Entries from a data source:

.....

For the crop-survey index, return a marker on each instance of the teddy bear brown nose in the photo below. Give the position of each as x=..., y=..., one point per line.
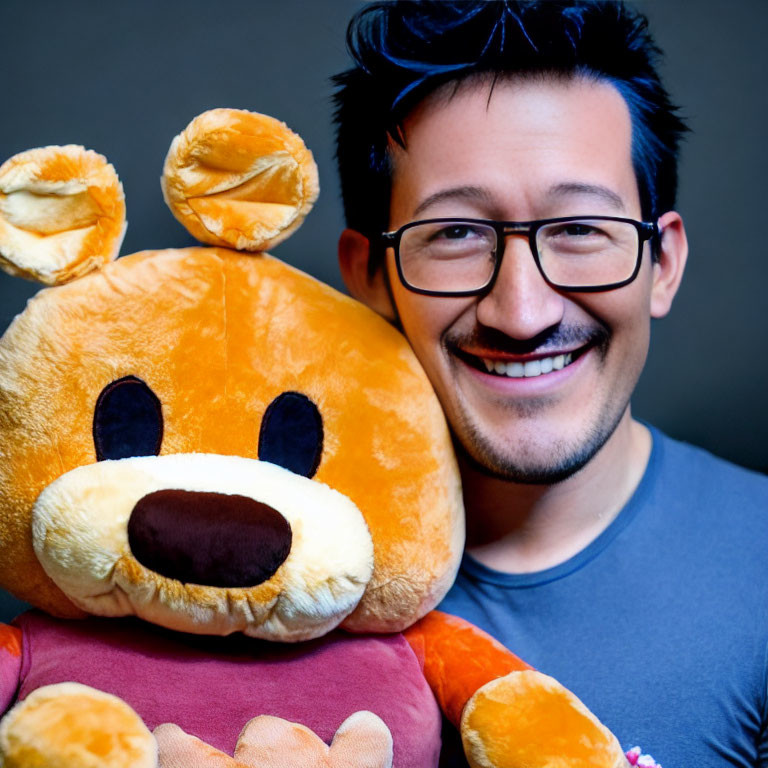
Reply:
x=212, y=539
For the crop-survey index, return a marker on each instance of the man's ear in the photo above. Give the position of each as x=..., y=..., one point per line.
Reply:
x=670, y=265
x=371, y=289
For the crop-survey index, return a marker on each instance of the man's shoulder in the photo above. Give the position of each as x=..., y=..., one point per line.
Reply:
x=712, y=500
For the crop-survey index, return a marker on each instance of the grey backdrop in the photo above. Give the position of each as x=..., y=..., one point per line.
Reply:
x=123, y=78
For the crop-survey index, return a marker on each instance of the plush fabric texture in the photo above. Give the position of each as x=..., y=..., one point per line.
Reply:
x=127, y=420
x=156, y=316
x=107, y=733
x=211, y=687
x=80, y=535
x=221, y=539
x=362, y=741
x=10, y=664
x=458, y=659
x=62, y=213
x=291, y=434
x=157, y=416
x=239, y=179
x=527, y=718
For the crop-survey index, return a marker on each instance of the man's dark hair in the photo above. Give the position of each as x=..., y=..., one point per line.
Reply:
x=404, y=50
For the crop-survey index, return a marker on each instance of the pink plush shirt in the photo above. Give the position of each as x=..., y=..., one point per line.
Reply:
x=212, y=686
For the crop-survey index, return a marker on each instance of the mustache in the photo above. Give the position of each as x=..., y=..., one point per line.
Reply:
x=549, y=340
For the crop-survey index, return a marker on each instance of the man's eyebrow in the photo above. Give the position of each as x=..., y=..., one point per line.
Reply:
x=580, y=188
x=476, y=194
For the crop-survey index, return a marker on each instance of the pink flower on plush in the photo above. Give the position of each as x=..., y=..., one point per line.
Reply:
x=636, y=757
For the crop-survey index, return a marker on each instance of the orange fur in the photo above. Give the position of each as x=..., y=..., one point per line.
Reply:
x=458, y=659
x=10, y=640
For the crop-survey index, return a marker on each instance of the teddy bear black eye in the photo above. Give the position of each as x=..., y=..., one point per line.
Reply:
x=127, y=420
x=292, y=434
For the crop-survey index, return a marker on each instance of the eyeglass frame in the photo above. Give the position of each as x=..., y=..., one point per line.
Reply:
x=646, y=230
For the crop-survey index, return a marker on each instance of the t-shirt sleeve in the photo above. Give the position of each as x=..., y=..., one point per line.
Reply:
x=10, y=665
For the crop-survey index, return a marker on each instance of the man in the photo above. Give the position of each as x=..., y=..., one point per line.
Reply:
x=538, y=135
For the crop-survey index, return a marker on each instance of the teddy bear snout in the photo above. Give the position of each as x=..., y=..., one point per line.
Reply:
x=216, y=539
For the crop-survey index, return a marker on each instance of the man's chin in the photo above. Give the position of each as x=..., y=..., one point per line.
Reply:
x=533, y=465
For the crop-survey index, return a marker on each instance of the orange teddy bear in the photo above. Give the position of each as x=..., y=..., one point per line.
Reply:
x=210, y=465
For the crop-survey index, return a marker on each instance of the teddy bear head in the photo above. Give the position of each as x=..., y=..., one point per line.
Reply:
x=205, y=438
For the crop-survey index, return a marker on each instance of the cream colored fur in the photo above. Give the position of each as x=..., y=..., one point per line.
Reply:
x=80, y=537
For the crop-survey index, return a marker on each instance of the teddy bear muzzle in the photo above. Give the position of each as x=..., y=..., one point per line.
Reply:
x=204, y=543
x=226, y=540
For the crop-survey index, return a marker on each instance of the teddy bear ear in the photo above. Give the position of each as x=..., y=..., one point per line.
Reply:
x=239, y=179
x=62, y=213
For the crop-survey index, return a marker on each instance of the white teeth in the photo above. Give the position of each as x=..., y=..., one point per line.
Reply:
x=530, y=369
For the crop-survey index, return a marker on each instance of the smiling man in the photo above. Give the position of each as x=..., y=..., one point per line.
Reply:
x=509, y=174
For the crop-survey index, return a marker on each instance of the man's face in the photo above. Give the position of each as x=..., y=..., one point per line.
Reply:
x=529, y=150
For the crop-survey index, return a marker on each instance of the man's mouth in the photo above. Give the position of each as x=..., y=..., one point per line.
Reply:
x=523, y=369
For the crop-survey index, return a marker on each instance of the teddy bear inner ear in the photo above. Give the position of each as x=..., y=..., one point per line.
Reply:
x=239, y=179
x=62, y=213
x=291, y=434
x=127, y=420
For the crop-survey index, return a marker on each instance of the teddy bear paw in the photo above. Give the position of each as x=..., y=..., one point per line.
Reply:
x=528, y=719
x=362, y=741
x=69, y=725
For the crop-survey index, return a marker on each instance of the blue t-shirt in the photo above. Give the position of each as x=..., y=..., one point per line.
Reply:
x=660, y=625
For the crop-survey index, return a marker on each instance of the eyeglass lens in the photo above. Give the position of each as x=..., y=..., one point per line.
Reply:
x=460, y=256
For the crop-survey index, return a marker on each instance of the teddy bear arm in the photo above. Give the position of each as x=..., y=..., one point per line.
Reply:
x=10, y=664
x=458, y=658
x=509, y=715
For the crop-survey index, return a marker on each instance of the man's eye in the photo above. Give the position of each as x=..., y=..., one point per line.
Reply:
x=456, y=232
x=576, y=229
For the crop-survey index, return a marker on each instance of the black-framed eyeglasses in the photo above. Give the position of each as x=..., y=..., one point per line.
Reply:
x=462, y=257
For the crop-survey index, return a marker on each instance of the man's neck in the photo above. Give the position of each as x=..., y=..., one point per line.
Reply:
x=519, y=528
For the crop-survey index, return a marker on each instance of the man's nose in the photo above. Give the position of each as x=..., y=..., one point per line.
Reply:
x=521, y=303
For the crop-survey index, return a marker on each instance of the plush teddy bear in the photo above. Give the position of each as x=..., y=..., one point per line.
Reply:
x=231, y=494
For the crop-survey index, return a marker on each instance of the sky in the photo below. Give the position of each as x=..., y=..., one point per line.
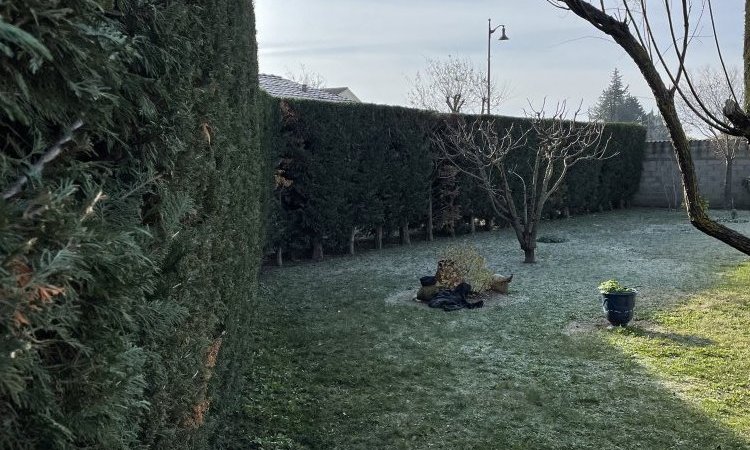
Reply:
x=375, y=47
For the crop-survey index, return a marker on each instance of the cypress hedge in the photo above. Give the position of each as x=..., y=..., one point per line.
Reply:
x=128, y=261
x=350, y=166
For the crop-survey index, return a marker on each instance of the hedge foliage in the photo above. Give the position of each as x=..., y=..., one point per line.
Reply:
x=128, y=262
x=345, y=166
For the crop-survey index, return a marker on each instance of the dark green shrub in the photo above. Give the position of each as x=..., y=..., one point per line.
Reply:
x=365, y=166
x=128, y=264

.....

Please copy out all of the entries above, line for line and without any change, but leave out the pictures.

# [Response to the task]
For the crop-survey index, return a marker on each instance of the teddy bear brown nose in the photo below. Give the position of each as x=..., y=..., one point per line.
Reply:
x=212, y=539
For the crop-survey index, return a marker on each instance of the man's ear in the photo above. Give the position of each as x=..., y=..., one point per line.
Reply:
x=670, y=265
x=371, y=289
For the crop-survey index, return a marker on each instance of the man's shoulder in the photo above. Give the position of each as x=..., y=..., one point per line.
Reply:
x=712, y=500
For the crop-survey index, return a marker on each instance of the grey backdrop in the photo above. Give the position of each as x=..., y=..., one point per line.
Reply:
x=123, y=78
For the crop-survey index, return a marker on each instance of the plush fabric texture in the photo above. Give the position of each as x=..., y=..., one point per line.
Reply:
x=127, y=420
x=156, y=316
x=107, y=733
x=211, y=687
x=80, y=535
x=221, y=539
x=362, y=741
x=10, y=664
x=458, y=659
x=62, y=213
x=291, y=434
x=157, y=416
x=239, y=179
x=527, y=718
For the crop-survey index, return a marker on each instance of the man's dark hair in the photo above. Give the position of each as x=..., y=..., one point per line.
Reply:
x=404, y=50
For the crop-survey index, return a marker on each instance of the pink plush shirt in the photo above. Give the position of each as x=..., y=..., one point per line.
Reply:
x=212, y=686
For the crop-survey index, return a marker on each instance of the mustache in the photo above. Give the position of each as x=..., y=..., one point per line.
Reply:
x=549, y=340
For the crop-survey index, return a marker on each instance of the man's eyebrow in the photo above. Give the position of each as x=..., y=..., one point per line.
Reply:
x=580, y=188
x=476, y=194
For the crop-survey index, return a marker on each instance of the pink flower on plush in the photo above. Give the position of each as x=..., y=..., one point per line.
Reply:
x=636, y=757
For the crop-survey index, return a marker on each instance of the orange fur in the photo above. Give the position of each as x=..., y=..., one point per line.
Reply:
x=458, y=659
x=10, y=640
For the crop-survey index, return a marker on each instance of the teddy bear black eye in the photo above. Give the position of each as x=..., y=..., one point per line.
Reply:
x=127, y=420
x=292, y=434
For the crop-survey index, return a marker on each instance of the eyeglass frame in the photo above. Give the position of each as x=..., y=..., one point per line.
Reply:
x=646, y=230
For the crop-survey index, return a marker on each instance of the t-shirt sleeve in the photo above. Give the position of each as x=..., y=..., one point per line.
Reply:
x=10, y=665
For the crop-survey index, return a marker on each instance of the man in the photo above. Give the position of each as x=..., y=..., one point per line.
Reply:
x=538, y=135
For the crop-survey index, return a marker on each instance of the teddy bear snout in the photo above. Give the position of each as x=..., y=..., one point per line.
Reply:
x=216, y=539
For the crop-survey index, return a marker on each instance of the man's chin in the photo above. Give the position of each as x=..., y=..., one point per line.
Reply:
x=533, y=465
For the crop-survey index, return a marker on each instance of the orange teddy bear in the photo above. Give the position of each as x=..., y=..., one point per line.
Reply:
x=210, y=465
For the crop-survey index, return a marker on each instance of the teddy bear head in the photo above. Give the position of each as x=..., y=..., one point per line.
Reply:
x=205, y=438
For the crop-survey index, return a marker on each instance of the cream colored fur in the photo above. Give the position of each as x=..., y=..., one point per line.
Reply:
x=80, y=537
For the crop-survey index, return a marker on each instance of the teddy bear muzzle in the photo above. Give the position of each as x=..., y=..., one point per line.
Reply:
x=204, y=543
x=226, y=540
For the crop-survey index, return a marker on each instance of the teddy bear ear in the photo above. Give the position of each as x=..., y=..., one point per line.
Reply:
x=239, y=179
x=62, y=213
For the crop-survey index, return a marker on each instance of the white teeth in the photo above. Give the position of each as x=..., y=..., one point per line.
Reply:
x=530, y=369
For the crop-survey index, return a marker on each instance of the smiling man in the photo above. Give the position of each as x=..., y=..., one point per line.
Reply:
x=509, y=174
For the crop-survey index, return a marker on each instance of the man's face in the photo above. Give the position of each as x=..., y=..., one point per line.
Reply:
x=529, y=150
For the crop-survey index, return a marker on each instance of the man's mouth in the photo above. Give the position of each as x=..., y=..., one point per line.
Reply:
x=523, y=369
For the crop-survey index, return a marker on each instance of the teddy bear inner ear in the photo above. Give the position of each as x=..., y=..., one point per line.
Reply:
x=239, y=179
x=62, y=213
x=291, y=434
x=127, y=420
For the crop-survey index, return a marker on each instance of the teddy bear paw in the photo above. Give the position of each as x=..., y=..., one point per line.
Reply:
x=528, y=719
x=362, y=741
x=69, y=725
For the crop-survey index, return a marker on each instance of the blue t-shirt in the photo above. Give the position of each as x=..., y=..., one point per line.
Reply:
x=660, y=625
For the crop-survey index, return a marker on each instance of the eyeglass lens in the photo above. Give the position of each as x=..., y=..., one point per line.
Reply:
x=460, y=256
For the crop-survey index, return a marker on each instance of the teddy bear arm in the photo above. Give the position of each as x=..., y=..., one point per line.
Reply:
x=10, y=664
x=458, y=658
x=509, y=715
For the crop-survey index, return a marker on each instance of the man's eye in the photo above. Give the position of each as x=..., y=..., one point per line.
Reply:
x=456, y=232
x=576, y=229
For the crop-survey index, return a marker on each instance of the black-framed eyeglasses in the photo above. Give the position of each as x=..., y=..., one point per line.
Reply:
x=462, y=257
For the crop-survey index, return a marker on each instance of the man's neck in the photo above. Give the position of each as x=..., y=..., one point per line.
Reply:
x=519, y=528
For the crop-survey index, return a marker on each instance of the man's nose in the photo above. Give the position of each as x=..., y=..., one point per line.
Reply:
x=521, y=303
For the crop-survey index, return a marker on each instance of the plush teddy bear in the photo above. Give the position of each as x=..., y=..., one point per line.
Reply:
x=231, y=494
For the crop-survey index, return a marker on each instance of the sky in the photo below. Give the position of each as x=..., y=..., one point per line.
Reply:
x=375, y=47
For the crop-survey index, return a marker on each instance of the cypress hedge in the photo above. Give the position of each as x=..., y=..., one point per line.
Reply:
x=128, y=261
x=350, y=166
For the crop-survey index, return a marker on each instance of the hedge foliage in the photo above. Give the position of each as x=..., y=..., one point per line.
Reply:
x=128, y=262
x=345, y=166
For the crop-survey index, return a marker on each instance of the dark green shrub in the photo above. Give the position of each as x=..., y=..., one point per line.
Reply:
x=365, y=166
x=128, y=264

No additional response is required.